Co jest najważniejsze dla osoby pracującej ze zdjęciami? Procesor? Ekran? A może spora przestrzeń magazynowa? Na przykładzie laptopa XNOTE HYPERBOOK PRO sprawdzamy, co ma do zaoferowania porządny, „fotograficzny” laptop.
Kluczową sprawą w pracy z aplikacjami typu Adobe Lightroom czy Photoshop CC nie jest wcale karta graficzna. Coraz więcej programów może czerpać z niej dodatkowe korzyści, ale największe znaczenie – jeśli ograniczymy się wyłącznie do podzespołów – ma tu przede wszystkim prędkość procesora, ilość i wydajność pamięci RAM. Istotne są także możliwości magazynowania plików RAW, zajmujących przecież zdecydowanie więcej miejsca, niż standardowe JPEG-i.
Niezwykle wartościowy będzie też dobry monitor. Powiecie może, że da się bez problemu obrabiać zdjęcia na matrycach TN – no owszem, jest to możliwe, ale po co się męczyć? Odpowiedniej klasy panele kosztują coraz mniej, a komfort pracy podnoszą w sposób zupełnie niewspółmierny do ceny.
Co dobry procesor wniesie do fotograficznego warsztatu?
Nasz przykładowy XNOTE HYPERBOOK PRO nie bez powodu został wyposażony w wydajne CPU. Intel Core i7-4750HQ to procesor najnowszej, 4. generacji. W skrócie oznacza to tyle, że przy zwiększonej wydajności (w stosunku do Ivy Bridge) zużywa zauważalnie mniej energii. Niezależnie od tego, jakiej aplikacji używacie na co dzień, szybsze CPU zawsze będzie lepsze. Prędkość przetwarzania danych w 4750HQ jest świetna – edytując pliki RAW ważące po kilkadziesiąt megabajtów to właśnie procesor będzie najważniejszy. Istotna jest też częstotliwość taktowania – entuzjastom w zupełności wystarczą 2 GHz, jakie nowy Core i7 ma do zaoferowania.
Zauważcie, że sam Lightroom praktycznie „nie dotyka” karty graficznej. Niezależnie od superlatyw roztaczanych pod kątem zintegrowanego Irisa 5200, najważniejszy będzie tu procesor. To on odpowiada za renderowanie podglądówek, ładowanie obrazków w module Develop i aplikowanie poszczególnych modyfikacji, takich jak odszumianie, wyostrzanie, korzystanie z korekcji optyki czy presetów. Z bardziej wydajnym procesorem zyskacie też na czasie eksportu.

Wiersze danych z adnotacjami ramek
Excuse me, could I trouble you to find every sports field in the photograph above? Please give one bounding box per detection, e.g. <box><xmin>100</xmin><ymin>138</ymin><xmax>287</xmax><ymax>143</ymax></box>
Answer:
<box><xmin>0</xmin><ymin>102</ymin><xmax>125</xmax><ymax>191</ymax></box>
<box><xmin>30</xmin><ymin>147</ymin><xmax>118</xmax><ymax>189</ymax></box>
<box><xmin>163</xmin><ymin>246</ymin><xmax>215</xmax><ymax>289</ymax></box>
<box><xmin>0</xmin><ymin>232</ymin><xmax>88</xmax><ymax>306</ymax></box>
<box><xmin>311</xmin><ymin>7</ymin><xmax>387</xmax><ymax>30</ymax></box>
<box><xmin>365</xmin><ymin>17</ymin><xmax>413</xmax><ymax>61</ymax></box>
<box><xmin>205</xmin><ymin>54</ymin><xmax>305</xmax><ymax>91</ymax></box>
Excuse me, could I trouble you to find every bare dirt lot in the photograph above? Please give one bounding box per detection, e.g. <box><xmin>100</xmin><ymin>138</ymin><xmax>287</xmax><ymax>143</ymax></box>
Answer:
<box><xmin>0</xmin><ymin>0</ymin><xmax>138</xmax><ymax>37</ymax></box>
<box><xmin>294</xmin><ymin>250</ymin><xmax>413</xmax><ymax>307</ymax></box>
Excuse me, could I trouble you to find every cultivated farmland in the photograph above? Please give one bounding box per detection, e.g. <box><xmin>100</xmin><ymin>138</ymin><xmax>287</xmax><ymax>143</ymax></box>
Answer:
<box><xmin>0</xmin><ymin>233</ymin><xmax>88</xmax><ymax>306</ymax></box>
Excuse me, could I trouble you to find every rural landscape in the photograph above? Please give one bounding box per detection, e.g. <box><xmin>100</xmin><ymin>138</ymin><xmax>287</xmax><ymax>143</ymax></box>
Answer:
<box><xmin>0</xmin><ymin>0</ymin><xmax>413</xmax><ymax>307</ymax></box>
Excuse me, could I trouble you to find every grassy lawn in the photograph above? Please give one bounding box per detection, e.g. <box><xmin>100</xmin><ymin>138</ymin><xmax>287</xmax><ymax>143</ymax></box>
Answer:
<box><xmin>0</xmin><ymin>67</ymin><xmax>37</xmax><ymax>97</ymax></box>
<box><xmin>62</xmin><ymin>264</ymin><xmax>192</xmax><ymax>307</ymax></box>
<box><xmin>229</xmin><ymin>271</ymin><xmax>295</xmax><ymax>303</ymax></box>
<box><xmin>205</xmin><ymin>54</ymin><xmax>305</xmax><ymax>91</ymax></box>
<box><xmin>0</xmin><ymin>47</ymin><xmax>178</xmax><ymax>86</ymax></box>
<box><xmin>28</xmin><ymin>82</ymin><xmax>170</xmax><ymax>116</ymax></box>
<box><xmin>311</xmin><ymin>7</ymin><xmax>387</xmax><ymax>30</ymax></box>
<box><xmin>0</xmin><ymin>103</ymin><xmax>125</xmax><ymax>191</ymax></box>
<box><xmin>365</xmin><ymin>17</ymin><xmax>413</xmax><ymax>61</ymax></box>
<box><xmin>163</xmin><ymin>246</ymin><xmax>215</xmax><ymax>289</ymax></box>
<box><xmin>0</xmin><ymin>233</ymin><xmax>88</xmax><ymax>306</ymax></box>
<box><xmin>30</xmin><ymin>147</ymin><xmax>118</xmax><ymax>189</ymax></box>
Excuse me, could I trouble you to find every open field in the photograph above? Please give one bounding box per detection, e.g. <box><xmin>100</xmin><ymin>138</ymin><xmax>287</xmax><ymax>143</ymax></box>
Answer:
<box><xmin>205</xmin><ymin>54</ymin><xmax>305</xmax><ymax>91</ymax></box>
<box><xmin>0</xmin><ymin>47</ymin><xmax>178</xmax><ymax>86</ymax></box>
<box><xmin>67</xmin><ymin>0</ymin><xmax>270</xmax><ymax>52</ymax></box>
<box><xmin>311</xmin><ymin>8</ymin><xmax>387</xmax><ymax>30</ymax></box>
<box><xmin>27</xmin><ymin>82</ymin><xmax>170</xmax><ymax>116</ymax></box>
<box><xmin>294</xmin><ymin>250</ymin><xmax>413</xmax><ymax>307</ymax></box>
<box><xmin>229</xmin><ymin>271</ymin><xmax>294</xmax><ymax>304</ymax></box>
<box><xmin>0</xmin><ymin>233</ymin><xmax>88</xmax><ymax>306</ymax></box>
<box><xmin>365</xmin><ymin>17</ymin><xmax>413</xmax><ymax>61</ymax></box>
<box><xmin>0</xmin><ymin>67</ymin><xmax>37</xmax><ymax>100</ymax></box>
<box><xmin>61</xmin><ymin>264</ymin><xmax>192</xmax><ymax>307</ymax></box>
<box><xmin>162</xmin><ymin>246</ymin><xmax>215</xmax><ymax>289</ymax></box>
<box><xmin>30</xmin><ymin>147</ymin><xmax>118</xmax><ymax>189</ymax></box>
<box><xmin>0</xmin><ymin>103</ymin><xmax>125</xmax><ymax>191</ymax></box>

Polecenia do ćwiczenia:
1. Proszę przytoczyć dosłownie fragment tekstu o laptopie fotograficznym, rozpoczynając od słów „Niezwykle wartościowy będzie” i kończąc na słowach „niewspółmierny do ceny.”.
2. Należy wymienić wszystkie czynności, za które według tekstu o laptopie fotograficznym odpowiada procesor w programie Lightroom.

Odpowiedzi do ćwiczenia:
1.
Niezwykle wartościowy będzie też dobry monitor. Powiecie może, że da się bez problemu obrabiać zdjęcia na matrycach TN – no owszem, jest to możliwe, ale po co się męczyć? Odpowiedniej klasy panele kosztują coraz mniej, a komfort pracy podnoszą w sposób zupełnie niewspółmierny do ceny.

2.
- renderowanie podglądówek
- ładowanie obrazków w module Develop
- aplikowanie poszczególnych modyfikacji